• Pasaje dado
============================================================

Adriana González Mateos nació en la Ciudad de México. Es narradora, ensayista y traductora de poesía estadounidense y caribeña. También, Doctora en Literaturas Comparadas por la Universidad de Nueva York, profesora e investigadora de la Universidad de México (UNAM) e integrante de la Academia de Creación Literaria. Obtuvo el Premio Nacional de Literatura Gilberto Owen por Cuentos para ciclistas y jinetes (Aldus, 1995), Premio de Traducción de Poesía por La música del desierto de Williams Carlos Williams (en colaboración con Myriam Moscona, Aldus, 1996) y el Premio Nacional de Ensayo Literario José Revueltas por Borges y Escher: un doble recorrido del laberinto (Aldus, 1996). Además de las obras mencionadas, escribió El lenguaje de las orquídeas (TusQuets, 2007), Otra máscara de Esperanza (Océano, 2014), And then… Andenes. Crónicas (UNAM, 2015), entre otros.
¿Cómo comenzaste a escribir y a partir de qué intereses?

============================================================

• Datos proporcionados
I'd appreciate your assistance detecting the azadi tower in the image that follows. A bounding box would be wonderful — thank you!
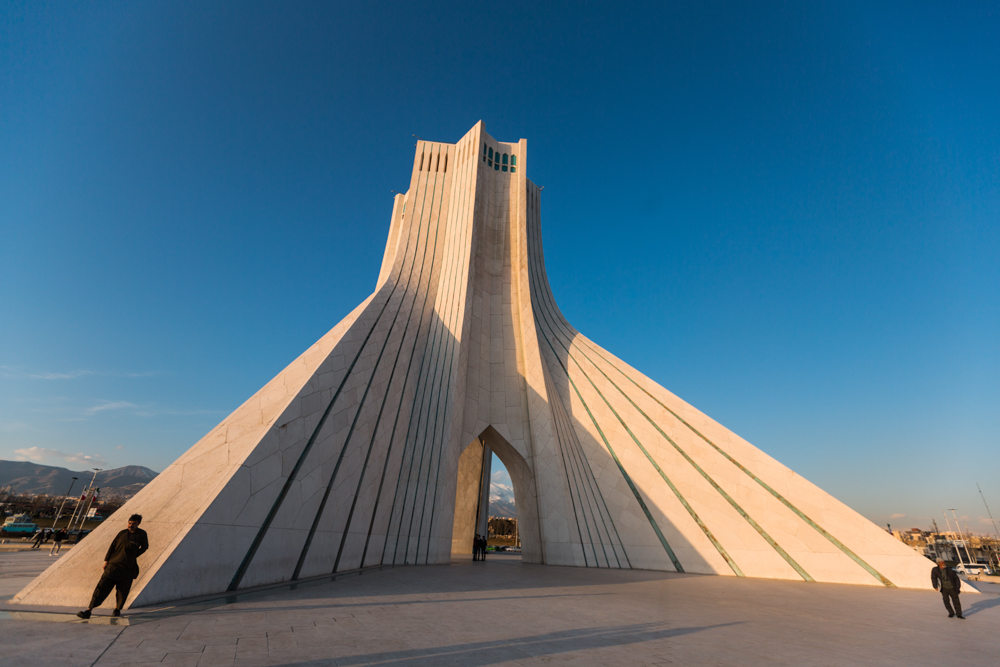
[17,122,932,607]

============================================================

Según el pasaje dado, ¿con qué obra obtuvo Adriana González Mateos el Premio Nacional de Ensayo Literario José Revueltas?

• La solución
Con Borges y Escher: un doble recorrido del laberinto (Aldus, 1996).